◆ **Exercise details**: Return each line in the entries below that contains the word "banner". Case matters, so a match must have the same capitalization.

= = = = =

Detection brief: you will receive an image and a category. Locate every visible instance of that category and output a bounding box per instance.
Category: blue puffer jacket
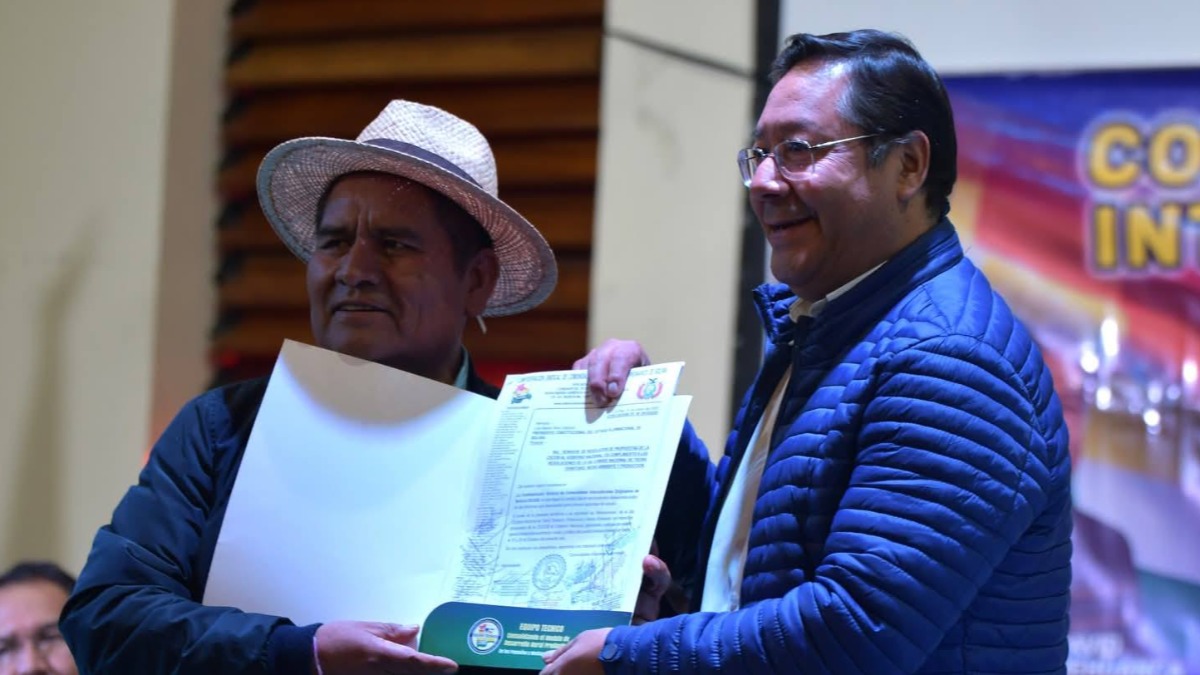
[624,219,1070,675]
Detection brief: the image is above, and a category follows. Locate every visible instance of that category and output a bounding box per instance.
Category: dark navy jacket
[624,219,1072,675]
[60,371,525,675]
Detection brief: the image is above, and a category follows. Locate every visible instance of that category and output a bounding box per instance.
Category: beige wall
[0,0,220,569]
[589,0,755,450]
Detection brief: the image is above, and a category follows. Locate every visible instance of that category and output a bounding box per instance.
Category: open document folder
[204,341,691,669]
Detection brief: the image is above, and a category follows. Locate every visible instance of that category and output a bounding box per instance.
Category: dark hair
[314,171,494,274]
[770,30,958,217]
[0,560,74,595]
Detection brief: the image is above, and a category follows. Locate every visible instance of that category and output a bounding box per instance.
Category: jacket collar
[754,216,962,346]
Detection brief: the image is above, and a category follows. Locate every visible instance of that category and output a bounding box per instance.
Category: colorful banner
[947,70,1200,674]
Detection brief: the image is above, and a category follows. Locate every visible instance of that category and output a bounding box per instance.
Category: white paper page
[204,341,494,625]
[446,363,691,611]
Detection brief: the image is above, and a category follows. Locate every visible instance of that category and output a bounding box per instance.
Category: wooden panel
[212,310,587,363]
[226,28,600,90]
[217,187,594,256]
[217,136,596,202]
[230,0,604,40]
[218,252,592,313]
[223,78,600,145]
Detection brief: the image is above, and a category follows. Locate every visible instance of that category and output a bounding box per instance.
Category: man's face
[0,579,78,675]
[307,173,497,382]
[750,62,900,300]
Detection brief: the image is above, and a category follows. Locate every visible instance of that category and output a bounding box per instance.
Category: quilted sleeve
[61,393,316,675]
[654,422,716,587]
[605,336,1050,675]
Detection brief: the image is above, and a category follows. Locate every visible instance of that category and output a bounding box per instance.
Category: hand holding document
[204,342,690,668]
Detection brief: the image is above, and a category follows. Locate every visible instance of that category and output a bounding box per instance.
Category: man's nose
[337,237,380,287]
[13,640,53,675]
[750,155,788,199]
[750,155,787,197]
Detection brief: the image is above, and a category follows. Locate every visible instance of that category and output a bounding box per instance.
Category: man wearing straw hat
[61,101,585,675]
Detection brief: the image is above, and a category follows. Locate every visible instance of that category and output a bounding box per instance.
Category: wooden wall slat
[223,78,600,145]
[226,28,600,90]
[230,0,604,40]
[218,253,590,312]
[217,136,596,201]
[219,310,587,364]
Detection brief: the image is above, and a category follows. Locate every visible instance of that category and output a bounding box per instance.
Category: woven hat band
[362,138,480,187]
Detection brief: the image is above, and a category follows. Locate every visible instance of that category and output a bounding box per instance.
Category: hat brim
[258,138,558,316]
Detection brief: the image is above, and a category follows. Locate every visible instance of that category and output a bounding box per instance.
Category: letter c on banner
[1087,124,1141,190]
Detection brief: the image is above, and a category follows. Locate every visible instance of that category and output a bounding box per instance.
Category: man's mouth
[334,303,386,312]
[766,216,812,235]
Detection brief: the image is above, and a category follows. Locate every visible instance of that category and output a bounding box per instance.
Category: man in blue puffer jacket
[544,30,1070,675]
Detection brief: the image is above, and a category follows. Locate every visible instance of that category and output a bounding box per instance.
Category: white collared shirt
[700,263,883,611]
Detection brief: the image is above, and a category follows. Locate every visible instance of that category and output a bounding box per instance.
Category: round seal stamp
[533,554,566,591]
[467,619,504,653]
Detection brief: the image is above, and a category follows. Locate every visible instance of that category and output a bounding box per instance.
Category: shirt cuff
[266,623,320,675]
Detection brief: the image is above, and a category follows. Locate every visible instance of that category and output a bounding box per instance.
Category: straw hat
[258,101,558,316]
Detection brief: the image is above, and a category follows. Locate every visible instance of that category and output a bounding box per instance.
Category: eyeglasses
[0,623,67,671]
[738,133,878,187]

= = = = =

◆ **Solution to this task**:
Category: colorful banner
Category: letter c on banner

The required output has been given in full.